Goal of the exercise - Beginning with the line where "mark: brick chimney" appears, restate the lines word for word through the last one in the listing.

Exercise material -
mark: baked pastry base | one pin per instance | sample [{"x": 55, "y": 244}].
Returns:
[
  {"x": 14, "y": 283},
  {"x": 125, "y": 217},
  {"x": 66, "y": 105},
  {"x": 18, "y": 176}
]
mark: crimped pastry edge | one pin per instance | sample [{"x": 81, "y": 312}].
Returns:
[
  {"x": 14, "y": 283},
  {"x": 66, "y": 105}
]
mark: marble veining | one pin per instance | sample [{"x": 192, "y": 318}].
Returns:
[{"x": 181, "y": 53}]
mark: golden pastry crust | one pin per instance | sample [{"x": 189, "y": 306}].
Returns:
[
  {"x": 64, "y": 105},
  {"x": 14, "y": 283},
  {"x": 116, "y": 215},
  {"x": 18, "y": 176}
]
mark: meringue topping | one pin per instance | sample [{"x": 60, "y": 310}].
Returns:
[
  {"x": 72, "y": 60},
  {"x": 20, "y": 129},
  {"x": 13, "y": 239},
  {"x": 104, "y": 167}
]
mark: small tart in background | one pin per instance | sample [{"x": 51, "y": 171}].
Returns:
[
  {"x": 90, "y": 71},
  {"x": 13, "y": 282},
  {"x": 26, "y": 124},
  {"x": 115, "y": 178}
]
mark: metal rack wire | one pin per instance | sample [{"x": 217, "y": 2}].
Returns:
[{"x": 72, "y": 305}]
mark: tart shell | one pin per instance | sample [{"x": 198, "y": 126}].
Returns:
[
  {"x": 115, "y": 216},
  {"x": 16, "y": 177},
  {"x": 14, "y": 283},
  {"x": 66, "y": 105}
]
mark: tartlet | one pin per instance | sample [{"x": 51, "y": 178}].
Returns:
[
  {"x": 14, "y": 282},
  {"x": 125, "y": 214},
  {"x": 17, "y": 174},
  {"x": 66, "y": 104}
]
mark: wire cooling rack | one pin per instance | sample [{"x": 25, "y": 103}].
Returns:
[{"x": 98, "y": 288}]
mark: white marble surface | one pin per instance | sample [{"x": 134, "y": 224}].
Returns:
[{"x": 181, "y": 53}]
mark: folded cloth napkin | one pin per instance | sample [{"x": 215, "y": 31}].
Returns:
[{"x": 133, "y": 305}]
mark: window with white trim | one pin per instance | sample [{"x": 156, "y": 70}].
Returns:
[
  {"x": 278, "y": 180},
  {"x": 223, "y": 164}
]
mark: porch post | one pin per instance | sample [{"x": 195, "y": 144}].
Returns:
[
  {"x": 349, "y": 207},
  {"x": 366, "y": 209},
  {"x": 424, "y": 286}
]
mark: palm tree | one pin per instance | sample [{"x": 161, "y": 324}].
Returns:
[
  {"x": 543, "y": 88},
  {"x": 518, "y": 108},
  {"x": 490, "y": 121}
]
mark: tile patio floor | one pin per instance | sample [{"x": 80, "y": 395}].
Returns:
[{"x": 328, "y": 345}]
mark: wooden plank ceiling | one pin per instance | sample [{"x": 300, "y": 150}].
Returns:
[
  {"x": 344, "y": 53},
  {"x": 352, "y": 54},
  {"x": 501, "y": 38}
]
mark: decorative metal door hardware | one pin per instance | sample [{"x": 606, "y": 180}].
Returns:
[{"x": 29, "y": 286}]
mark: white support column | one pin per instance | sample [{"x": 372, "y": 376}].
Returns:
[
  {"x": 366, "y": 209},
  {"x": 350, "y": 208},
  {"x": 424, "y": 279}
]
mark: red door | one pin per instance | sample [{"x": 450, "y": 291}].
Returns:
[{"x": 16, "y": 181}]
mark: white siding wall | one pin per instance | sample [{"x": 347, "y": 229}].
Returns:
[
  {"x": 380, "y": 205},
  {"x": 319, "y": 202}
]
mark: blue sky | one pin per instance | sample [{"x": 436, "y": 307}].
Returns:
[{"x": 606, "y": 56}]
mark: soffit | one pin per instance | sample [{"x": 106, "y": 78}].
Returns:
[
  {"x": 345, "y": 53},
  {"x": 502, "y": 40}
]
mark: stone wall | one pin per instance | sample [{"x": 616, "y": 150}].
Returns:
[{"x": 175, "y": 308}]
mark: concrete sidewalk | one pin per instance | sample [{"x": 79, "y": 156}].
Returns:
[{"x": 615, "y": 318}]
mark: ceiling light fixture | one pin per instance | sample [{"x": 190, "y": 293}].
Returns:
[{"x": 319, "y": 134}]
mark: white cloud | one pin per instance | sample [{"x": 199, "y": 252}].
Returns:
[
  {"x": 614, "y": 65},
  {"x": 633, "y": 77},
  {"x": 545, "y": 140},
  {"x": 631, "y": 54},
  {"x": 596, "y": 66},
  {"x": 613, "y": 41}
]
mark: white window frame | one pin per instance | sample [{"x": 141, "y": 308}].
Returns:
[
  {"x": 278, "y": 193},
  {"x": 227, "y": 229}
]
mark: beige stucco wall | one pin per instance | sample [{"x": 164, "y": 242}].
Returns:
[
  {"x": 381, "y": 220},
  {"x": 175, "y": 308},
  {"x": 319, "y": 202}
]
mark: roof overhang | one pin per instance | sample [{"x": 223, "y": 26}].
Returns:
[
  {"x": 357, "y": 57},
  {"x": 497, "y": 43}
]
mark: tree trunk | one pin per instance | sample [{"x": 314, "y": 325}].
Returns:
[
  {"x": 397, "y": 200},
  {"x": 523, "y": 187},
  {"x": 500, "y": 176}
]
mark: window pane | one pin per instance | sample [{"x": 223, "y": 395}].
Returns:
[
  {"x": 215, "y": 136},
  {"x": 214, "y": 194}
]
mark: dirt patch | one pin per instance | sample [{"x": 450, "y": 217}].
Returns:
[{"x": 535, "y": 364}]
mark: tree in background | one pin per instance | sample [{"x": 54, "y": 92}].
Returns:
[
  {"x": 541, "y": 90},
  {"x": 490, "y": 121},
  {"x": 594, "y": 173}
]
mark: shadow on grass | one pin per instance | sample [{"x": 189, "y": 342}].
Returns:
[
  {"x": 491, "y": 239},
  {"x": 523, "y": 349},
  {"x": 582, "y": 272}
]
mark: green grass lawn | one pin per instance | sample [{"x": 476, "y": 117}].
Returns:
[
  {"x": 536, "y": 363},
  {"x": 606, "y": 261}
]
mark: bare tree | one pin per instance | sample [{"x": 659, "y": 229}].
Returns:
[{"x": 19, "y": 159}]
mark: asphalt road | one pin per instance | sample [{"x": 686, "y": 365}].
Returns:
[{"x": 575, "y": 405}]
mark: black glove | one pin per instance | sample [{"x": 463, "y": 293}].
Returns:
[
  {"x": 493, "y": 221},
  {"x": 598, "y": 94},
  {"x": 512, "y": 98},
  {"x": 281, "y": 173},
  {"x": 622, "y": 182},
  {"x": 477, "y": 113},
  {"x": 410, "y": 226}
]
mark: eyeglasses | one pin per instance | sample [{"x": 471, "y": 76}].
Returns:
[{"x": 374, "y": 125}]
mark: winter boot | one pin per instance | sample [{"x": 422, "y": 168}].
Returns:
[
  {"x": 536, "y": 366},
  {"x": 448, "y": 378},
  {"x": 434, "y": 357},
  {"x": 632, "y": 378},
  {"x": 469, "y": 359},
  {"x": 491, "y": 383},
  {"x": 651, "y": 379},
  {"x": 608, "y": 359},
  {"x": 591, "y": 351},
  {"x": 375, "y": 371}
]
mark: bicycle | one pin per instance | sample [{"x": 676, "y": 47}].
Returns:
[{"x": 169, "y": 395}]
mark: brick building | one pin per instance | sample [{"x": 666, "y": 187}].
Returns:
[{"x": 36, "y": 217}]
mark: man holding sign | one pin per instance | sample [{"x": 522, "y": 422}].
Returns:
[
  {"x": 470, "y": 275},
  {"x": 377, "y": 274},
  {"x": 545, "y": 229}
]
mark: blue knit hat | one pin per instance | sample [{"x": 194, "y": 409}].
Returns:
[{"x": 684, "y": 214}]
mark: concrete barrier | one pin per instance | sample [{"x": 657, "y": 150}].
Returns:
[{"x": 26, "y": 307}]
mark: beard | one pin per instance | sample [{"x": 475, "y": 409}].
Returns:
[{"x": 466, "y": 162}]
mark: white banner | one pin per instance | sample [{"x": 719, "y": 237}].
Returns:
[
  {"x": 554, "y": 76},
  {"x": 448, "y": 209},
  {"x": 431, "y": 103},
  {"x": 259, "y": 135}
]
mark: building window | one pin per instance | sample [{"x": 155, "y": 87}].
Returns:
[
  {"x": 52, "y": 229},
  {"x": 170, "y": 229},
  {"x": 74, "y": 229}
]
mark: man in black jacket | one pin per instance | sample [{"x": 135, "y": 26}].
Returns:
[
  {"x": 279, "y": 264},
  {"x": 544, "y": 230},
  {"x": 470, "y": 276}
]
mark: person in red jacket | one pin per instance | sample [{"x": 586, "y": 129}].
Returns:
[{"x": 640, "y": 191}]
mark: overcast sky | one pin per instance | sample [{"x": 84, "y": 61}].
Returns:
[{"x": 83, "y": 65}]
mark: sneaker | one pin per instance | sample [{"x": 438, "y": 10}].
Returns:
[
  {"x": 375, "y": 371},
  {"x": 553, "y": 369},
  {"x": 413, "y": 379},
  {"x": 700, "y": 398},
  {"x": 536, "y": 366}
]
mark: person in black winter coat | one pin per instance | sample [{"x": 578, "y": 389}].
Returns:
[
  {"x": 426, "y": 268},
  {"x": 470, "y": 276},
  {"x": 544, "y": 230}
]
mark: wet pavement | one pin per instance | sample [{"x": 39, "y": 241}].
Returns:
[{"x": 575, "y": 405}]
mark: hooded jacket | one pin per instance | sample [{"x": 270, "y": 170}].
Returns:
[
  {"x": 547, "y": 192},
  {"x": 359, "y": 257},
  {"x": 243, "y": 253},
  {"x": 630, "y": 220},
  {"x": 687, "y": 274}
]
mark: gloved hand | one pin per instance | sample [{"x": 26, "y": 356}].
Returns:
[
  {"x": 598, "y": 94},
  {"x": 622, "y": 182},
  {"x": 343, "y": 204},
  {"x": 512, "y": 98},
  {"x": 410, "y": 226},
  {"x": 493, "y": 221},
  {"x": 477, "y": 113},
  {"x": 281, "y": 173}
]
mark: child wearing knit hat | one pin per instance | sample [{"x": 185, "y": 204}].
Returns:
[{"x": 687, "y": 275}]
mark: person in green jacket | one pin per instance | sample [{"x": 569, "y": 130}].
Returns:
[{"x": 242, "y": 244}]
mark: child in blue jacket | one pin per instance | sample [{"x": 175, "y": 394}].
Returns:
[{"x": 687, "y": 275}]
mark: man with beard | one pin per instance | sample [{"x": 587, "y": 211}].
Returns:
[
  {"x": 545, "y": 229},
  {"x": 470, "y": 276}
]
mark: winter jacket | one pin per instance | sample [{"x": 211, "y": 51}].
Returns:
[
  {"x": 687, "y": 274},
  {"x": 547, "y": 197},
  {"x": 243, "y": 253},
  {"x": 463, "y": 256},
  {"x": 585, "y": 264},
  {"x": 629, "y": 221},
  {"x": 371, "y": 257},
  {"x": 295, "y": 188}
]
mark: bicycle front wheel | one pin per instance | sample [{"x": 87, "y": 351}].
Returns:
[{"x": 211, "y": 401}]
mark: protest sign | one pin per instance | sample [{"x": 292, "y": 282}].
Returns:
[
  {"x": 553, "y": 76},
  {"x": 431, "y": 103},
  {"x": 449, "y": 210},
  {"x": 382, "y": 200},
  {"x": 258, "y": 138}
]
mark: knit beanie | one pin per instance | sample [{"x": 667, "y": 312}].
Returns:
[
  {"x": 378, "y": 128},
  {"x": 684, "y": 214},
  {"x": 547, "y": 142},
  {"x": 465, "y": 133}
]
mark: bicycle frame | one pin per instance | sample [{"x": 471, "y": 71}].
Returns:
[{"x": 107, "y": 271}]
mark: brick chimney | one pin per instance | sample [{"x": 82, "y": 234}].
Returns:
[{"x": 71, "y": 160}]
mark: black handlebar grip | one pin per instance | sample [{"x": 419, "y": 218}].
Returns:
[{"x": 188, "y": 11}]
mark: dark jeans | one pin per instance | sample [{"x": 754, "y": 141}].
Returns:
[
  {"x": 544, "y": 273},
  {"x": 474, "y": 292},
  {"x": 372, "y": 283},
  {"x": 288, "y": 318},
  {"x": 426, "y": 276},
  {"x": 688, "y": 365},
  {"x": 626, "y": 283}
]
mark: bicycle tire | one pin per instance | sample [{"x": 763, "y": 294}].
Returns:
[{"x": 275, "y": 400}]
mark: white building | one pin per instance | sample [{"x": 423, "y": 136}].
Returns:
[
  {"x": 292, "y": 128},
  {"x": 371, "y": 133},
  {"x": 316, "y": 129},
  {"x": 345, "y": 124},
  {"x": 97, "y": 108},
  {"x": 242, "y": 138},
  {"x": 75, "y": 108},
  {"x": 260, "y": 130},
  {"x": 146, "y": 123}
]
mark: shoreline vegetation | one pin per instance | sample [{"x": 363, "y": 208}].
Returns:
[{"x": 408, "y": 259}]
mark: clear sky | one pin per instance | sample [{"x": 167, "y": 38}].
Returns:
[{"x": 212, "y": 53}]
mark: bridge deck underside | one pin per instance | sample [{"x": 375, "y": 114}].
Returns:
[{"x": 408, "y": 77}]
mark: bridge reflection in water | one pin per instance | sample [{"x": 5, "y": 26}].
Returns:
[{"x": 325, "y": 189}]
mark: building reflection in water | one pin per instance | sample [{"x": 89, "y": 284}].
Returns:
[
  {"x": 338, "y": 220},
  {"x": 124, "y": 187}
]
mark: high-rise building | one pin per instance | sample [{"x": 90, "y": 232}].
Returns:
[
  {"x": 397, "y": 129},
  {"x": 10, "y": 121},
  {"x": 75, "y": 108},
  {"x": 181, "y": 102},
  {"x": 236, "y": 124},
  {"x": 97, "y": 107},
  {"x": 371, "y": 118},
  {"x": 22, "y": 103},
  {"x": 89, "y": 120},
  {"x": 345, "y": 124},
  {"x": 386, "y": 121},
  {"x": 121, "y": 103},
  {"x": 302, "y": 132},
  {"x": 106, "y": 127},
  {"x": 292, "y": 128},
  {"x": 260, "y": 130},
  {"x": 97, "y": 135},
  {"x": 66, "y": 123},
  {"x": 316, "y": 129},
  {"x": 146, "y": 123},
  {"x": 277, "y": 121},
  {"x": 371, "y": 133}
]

Solution to this problem -
mark: brick chimney | one pin per instance | sample [{"x": 82, "y": 234}].
Returns:
[{"x": 71, "y": 160}]
mark: black handlebar grip | one pin per instance | sample [{"x": 419, "y": 218}].
Returns:
[{"x": 188, "y": 11}]
mark: dark jeans | one pin per instance | sample [{"x": 754, "y": 141}].
Returns:
[
  {"x": 544, "y": 273},
  {"x": 474, "y": 292},
  {"x": 372, "y": 283},
  {"x": 288, "y": 318},
  {"x": 426, "y": 276},
  {"x": 688, "y": 365},
  {"x": 626, "y": 283}
]
mark: bicycle tire | one pin per instance | sample [{"x": 763, "y": 294}].
Returns:
[{"x": 275, "y": 400}]
mark: white building | one pin per instance | sample [{"x": 423, "y": 136}].
Returns:
[
  {"x": 292, "y": 128},
  {"x": 371, "y": 133},
  {"x": 316, "y": 129},
  {"x": 345, "y": 124},
  {"x": 97, "y": 108},
  {"x": 242, "y": 138},
  {"x": 75, "y": 108},
  {"x": 260, "y": 130},
  {"x": 146, "y": 123}
]
mark: shoreline vegetation | one pin per instance | sample [{"x": 363, "y": 208}].
Returns:
[{"x": 408, "y": 259}]
mark: clear sky | one pin per instance | sample [{"x": 167, "y": 38}].
Returns:
[{"x": 212, "y": 53}]
mark: bridge deck underside | one pin per instance | sample [{"x": 375, "y": 114}].
Returns:
[{"x": 408, "y": 77}]
mark: bridge reflection in water | one pin per instance | sample [{"x": 5, "y": 26}].
Returns:
[{"x": 325, "y": 189}]
mark: building reflection in water | one pin per instance | sample [{"x": 89, "y": 284}].
Returns:
[
  {"x": 338, "y": 220},
  {"x": 124, "y": 187}
]
mark: high-rise building | one pin per instance | sample [{"x": 90, "y": 232}].
Returns:
[
  {"x": 397, "y": 129},
  {"x": 10, "y": 121},
  {"x": 75, "y": 108},
  {"x": 181, "y": 102},
  {"x": 236, "y": 124},
  {"x": 97, "y": 107},
  {"x": 371, "y": 118},
  {"x": 22, "y": 103},
  {"x": 89, "y": 120},
  {"x": 345, "y": 124},
  {"x": 386, "y": 121},
  {"x": 121, "y": 103},
  {"x": 302, "y": 132},
  {"x": 106, "y": 127},
  {"x": 292, "y": 128},
  {"x": 260, "y": 130},
  {"x": 97, "y": 135},
  {"x": 66, "y": 123},
  {"x": 316, "y": 129},
  {"x": 146, "y": 123},
  {"x": 277, "y": 121},
  {"x": 371, "y": 133}
]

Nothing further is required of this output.